_What you will do_
Repeat all the material exactly; pictures stay out of your copy.

--- Start Excerpted records ---

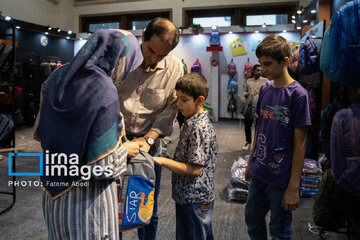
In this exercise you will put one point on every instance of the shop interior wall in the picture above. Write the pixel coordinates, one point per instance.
(41, 12)
(176, 7)
(29, 47)
(193, 47)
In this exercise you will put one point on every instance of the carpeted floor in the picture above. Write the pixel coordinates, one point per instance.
(25, 220)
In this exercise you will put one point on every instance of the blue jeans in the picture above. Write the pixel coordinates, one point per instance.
(193, 221)
(261, 199)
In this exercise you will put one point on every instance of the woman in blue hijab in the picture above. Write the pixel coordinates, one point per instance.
(80, 130)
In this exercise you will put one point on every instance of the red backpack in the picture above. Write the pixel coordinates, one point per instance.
(248, 70)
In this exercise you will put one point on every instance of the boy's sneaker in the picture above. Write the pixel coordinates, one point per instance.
(247, 147)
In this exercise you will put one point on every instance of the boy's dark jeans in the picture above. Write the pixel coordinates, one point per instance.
(261, 199)
(193, 221)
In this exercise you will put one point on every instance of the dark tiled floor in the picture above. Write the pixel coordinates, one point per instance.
(25, 220)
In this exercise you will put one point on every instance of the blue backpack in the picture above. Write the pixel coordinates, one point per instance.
(325, 55)
(345, 44)
(232, 86)
(325, 125)
(196, 67)
(136, 198)
(308, 57)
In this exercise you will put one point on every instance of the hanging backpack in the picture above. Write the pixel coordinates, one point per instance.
(6, 125)
(294, 60)
(345, 44)
(325, 56)
(308, 57)
(248, 70)
(232, 86)
(345, 149)
(196, 67)
(232, 68)
(136, 199)
(325, 125)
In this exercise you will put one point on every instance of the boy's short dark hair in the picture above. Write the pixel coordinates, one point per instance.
(256, 66)
(274, 46)
(193, 84)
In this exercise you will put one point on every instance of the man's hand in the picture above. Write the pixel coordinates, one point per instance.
(159, 160)
(247, 173)
(132, 148)
(290, 199)
(142, 143)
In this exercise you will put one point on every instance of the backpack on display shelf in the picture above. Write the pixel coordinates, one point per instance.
(344, 44)
(248, 69)
(308, 57)
(196, 66)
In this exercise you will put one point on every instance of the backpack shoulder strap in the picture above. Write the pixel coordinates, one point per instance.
(352, 130)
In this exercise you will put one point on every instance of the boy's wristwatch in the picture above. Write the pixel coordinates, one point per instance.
(149, 140)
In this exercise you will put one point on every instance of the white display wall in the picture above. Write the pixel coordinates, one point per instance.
(193, 47)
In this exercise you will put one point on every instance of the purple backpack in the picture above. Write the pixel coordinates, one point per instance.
(308, 57)
(345, 149)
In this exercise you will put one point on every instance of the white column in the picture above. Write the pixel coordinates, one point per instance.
(214, 91)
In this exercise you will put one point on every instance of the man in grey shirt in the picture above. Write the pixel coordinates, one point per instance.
(148, 98)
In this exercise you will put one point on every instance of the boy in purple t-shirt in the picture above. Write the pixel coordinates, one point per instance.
(277, 159)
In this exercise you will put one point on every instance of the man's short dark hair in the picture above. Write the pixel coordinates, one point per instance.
(193, 84)
(273, 46)
(164, 29)
(256, 66)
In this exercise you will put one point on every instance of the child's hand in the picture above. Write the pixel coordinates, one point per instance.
(159, 160)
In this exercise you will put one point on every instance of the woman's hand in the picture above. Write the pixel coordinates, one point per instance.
(132, 148)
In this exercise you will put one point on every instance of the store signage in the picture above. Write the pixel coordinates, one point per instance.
(237, 47)
(43, 41)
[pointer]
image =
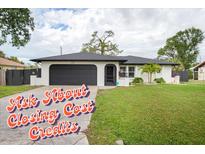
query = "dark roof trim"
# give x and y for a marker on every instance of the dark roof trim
(124, 60)
(174, 64)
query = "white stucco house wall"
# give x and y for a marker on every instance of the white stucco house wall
(94, 69)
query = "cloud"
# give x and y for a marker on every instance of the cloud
(139, 32)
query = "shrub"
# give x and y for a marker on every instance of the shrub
(159, 80)
(137, 80)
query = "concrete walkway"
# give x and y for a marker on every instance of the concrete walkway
(20, 135)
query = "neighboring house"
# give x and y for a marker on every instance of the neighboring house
(95, 69)
(6, 64)
(199, 71)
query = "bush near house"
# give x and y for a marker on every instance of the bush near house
(159, 80)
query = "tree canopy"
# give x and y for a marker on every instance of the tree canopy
(101, 44)
(15, 26)
(150, 69)
(183, 47)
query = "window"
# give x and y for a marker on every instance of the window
(131, 72)
(122, 71)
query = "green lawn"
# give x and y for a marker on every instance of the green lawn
(149, 114)
(9, 90)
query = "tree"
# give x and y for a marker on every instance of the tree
(15, 26)
(15, 59)
(150, 69)
(2, 54)
(101, 44)
(183, 47)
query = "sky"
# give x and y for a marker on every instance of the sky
(138, 32)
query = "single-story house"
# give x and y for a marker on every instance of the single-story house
(6, 64)
(95, 69)
(199, 71)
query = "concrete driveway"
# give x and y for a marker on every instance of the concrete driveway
(20, 135)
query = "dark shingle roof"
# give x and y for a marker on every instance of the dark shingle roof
(83, 56)
(140, 61)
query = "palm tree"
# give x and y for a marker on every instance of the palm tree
(150, 69)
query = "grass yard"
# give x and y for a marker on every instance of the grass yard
(9, 90)
(149, 114)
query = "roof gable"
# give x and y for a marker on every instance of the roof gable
(84, 56)
(7, 62)
(81, 56)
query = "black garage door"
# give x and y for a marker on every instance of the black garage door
(73, 74)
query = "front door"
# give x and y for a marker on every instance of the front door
(110, 75)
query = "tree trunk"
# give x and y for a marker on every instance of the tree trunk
(150, 78)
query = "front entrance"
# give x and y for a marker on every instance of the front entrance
(110, 75)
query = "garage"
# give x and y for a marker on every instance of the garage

--- End Excerpted records ---

_Task result_
In this exercise you will put one point on every instance of the shop interior wall in the picture above. Write the pixel coordinates, one point per instance.
(41, 12)
(176, 7)
(29, 47)
(193, 47)
In this exercise you will put one point on every instance of the carpeted floor in the picture above. Write the pixel coordinates, one point per instance.
(25, 220)
In this exercise you will put one point on every instance of the blue jeans in the picture above. Write the pixel coordinates, one point per instance.
(193, 221)
(261, 199)
In this exercise you will put one point on every instance of the woman in blue hijab in the picture above. Write the pixel coordinates, one point per instance.
(80, 130)
In this exercise you will put one point on every instance of the red backpack in the picture above. Write the pixel coordinates, one point per instance.
(248, 70)
In this exercise you will put one point on every instance of the boy's sneaker in the picture above. Write the pixel coordinates, one point per instance.
(247, 147)
In this exercise you will put one point on every instance of the boy's dark jeans in the picture above. Write the pixel coordinates, one point per instance.
(261, 199)
(193, 221)
In this exercise you will put one point on every instance of the dark tiled floor in the picture above. Write the pixel coordinates, one point per instance.
(25, 220)
In this exercise you will put one point on every instance of the blue backpack in the picture above. Write the pixel coordinates, one point per instance.
(325, 55)
(345, 44)
(232, 86)
(325, 125)
(196, 67)
(136, 198)
(308, 57)
In this exercise you will put one point on every instance of the hanging backpack in the picture above. Write the pixel coordinates, one point per instance.
(6, 125)
(294, 60)
(345, 44)
(325, 56)
(308, 57)
(248, 70)
(232, 86)
(345, 149)
(196, 67)
(232, 68)
(136, 199)
(325, 125)
In this exercise you will put one point on every instance of the boy's short dark hair in the picture above. Write the pixel coordinates, one point per instance.
(256, 66)
(274, 46)
(193, 84)
In this exercise you will put one point on every instance of the man's hand in the picture above. Write the pixel coordinates, one point per instance.
(159, 160)
(247, 173)
(132, 148)
(290, 199)
(142, 143)
In this exercise you will put one point on every instance of the backpack on display shelf in the picture above. Write the pixel coordinates, one point per instance.
(344, 44)
(248, 69)
(308, 57)
(196, 66)
In this exercise you will put one point on every instance of the backpack shoulder strap in the picture above. Write the pixel coordinates, one point per instance.
(352, 130)
In this exercise you will put one point on every instance of the boy's wristwatch in the picture above. Write the pixel coordinates, one point per instance.
(149, 140)
In this exercise you will put one point on every instance of the white display wall in the picture above. Write the pixel coordinates, one point per instance.
(193, 47)
In this exercise you will put one point on every instance of the purple backpack in the picture above. Write the pixel coordinates, one point per instance.
(308, 57)
(345, 149)
In this exercise you will put one point on every instance of the white column in the picture above. Write the pixel coordinates, one point per instance.
(214, 91)
In this exercise you will put one point on every instance of the man in grey shirt in the picture above. Write the pixel coordinates, one point per instance.
(148, 98)
In this exercise you will put one point on every instance of the boy in purple t-shirt in the picture above. Write the pixel coordinates, one point per instance.
(277, 159)
In this exercise you will put one point on every instance of the man's short dark hair in the picture above. Write the pixel coordinates, one point per instance.
(193, 84)
(273, 46)
(164, 29)
(256, 66)
In this exercise you will put one point on every instance of the child's hand in the picture above. Write the pixel coordinates, one point per instance.
(159, 160)
In this exercise you will put one point on every instance of the woman's hand in the picture above. Write the pixel coordinates, one point per instance.
(132, 148)
In this exercise you will put one point on every instance of the store signage in the picture above. Write the pixel coordinates, one point per instance.
(237, 47)
(43, 41)
[pointer]
image =
query = "dark roof trim"
# give x and y for a marker on every instance of the dark roof trim
(124, 60)
(174, 64)
query = "white stucco house wall"
# give x and y for a marker on every instance of the white stucco house wall
(94, 69)
query = "cloud"
# give x and y for a marker on every instance of the cloud
(139, 32)
query = "shrub"
# give x and y for a marker on every instance of the shrub
(159, 80)
(137, 80)
query = "concrete walkway"
# give x and y for a marker on every instance of the concrete walkway
(20, 135)
query = "neighboring house"
# give x and y for a marker on every instance of the neighboring house
(95, 69)
(6, 64)
(199, 71)
query = "bush near house"
# give x and y for a marker on every instance of the bush near house
(159, 80)
query = "tree canopy"
# give x and y for a marker on every instance of the tree canopy
(101, 44)
(15, 26)
(150, 69)
(183, 47)
query = "window"
# give x and y for a marker on every instance of the window
(131, 72)
(122, 71)
query = "green lawn"
# give x and y for a marker on every instance of the green lawn
(149, 114)
(9, 90)
query = "tree"
# give x and y for a marker on every instance of the tree
(15, 26)
(15, 59)
(150, 69)
(2, 54)
(101, 44)
(183, 47)
query = "sky"
# give x and y for a marker on every instance of the sky
(138, 32)
query = "single-story house"
# give x and y for a marker on every instance of the single-story house
(6, 64)
(95, 69)
(199, 71)
query = "concrete driveway"
# give x and y for a marker on every instance of the concrete driveway
(20, 135)
query = "dark shingle roof"
# give x and y for a marker on every instance of the dark shingle roof
(83, 56)
(140, 61)
query = "palm tree"
# give x and y for a marker on every instance of the palm tree
(150, 69)
query = "grass yard"
# give x and y for a marker on every instance of the grass yard
(9, 90)
(149, 114)
query = "roof gable"
# give x and y for a marker on every instance of the roof gable
(84, 56)
(7, 62)
(81, 56)
query = "black garage door"
# give x and y for a marker on every instance of the black garage door
(73, 74)
query = "front door"
# give x and y for a marker on every instance of the front door
(110, 75)
query = "tree trunk"
# give x and y for a marker on every instance of the tree trunk
(150, 78)
query = "front entrance"
# give x and y for a marker on every instance of the front entrance
(110, 75)
query = "garage"
# give x and y for a marker on every instance of the garage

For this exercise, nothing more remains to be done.